BRIEF
Skip the pictures and copy all the data that follows exactly.
BEGIN THE DATA
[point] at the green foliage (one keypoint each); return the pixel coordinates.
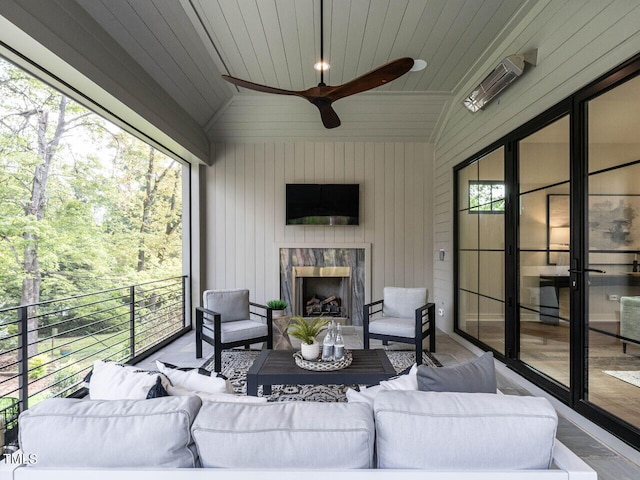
(64, 378)
(307, 330)
(7, 339)
(110, 199)
(277, 304)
END THE DATA
WRITTEN RESPONSE
[point] at the green foliage (one keypoint each); return the pixel coordinates.
(64, 378)
(307, 330)
(7, 339)
(110, 199)
(277, 304)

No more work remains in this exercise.